▶ [Source material]
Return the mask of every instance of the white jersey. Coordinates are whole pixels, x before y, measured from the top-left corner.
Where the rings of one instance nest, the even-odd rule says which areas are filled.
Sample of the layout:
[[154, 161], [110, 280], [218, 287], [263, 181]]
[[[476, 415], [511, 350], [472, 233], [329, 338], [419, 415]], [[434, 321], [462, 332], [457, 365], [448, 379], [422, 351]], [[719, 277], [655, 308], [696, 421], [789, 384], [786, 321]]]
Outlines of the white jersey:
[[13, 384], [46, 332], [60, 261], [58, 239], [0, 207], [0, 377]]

▶ [Goal]
Reproduce word for word the material from its first line through the line that contains "[[154, 161], [110, 280], [218, 287], [263, 181]]", including both of those lines.

▶ [Exercise solution]
Return the mask of every instance of the white jersey. Coordinates are whole pixels, x before y, measured from the top-left corner.
Where the rings of one instance nest, the even-odd rule says which areas are filled.
Sample of the layout:
[[154, 161], [110, 280], [218, 287], [263, 181]]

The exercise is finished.